(Records drawn from a dataset)

===

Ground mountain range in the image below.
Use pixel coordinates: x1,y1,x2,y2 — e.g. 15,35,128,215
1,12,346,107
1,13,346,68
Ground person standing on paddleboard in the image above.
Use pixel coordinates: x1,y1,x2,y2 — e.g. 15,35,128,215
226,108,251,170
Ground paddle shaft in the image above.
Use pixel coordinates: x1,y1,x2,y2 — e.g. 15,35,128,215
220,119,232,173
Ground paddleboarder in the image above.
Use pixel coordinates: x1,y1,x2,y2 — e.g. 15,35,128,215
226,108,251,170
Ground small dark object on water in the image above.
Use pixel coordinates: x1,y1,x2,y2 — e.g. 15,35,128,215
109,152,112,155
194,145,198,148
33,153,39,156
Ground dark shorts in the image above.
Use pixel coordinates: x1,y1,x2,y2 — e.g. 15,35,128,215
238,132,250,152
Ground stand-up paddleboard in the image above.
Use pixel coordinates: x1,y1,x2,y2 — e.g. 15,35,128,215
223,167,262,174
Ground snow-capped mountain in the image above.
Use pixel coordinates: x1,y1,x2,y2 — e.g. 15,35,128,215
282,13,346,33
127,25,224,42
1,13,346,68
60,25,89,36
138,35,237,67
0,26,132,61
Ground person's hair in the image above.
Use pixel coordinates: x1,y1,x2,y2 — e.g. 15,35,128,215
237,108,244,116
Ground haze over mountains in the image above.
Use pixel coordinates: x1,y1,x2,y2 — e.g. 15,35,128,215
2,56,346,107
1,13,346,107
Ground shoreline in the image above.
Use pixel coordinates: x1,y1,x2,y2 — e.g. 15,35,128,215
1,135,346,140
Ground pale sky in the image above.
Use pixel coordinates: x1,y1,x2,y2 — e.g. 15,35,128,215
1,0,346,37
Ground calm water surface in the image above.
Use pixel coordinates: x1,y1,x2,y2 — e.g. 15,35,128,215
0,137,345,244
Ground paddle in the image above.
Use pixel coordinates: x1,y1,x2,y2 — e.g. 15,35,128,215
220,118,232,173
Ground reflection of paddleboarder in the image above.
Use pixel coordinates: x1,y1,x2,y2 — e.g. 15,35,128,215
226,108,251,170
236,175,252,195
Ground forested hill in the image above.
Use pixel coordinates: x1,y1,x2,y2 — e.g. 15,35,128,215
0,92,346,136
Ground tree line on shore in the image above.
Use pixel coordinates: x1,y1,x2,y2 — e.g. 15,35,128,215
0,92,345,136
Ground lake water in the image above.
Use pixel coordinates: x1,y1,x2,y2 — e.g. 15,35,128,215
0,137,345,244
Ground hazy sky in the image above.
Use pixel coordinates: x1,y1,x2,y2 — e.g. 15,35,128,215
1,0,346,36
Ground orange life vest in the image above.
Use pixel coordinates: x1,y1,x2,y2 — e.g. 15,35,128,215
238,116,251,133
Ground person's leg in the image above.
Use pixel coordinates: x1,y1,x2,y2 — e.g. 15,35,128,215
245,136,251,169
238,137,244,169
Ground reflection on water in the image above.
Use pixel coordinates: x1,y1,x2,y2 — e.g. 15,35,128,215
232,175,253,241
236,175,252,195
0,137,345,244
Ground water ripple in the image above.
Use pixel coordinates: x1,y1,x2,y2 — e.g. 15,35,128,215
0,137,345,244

===

### INSTRUCTIONS FOR THE TASK
Return every line of the entries above that the string "dark" appears in.

### WRITTEN ANSWER
Ground small dark object on water in the image above.
Ground dark shorts in the image above.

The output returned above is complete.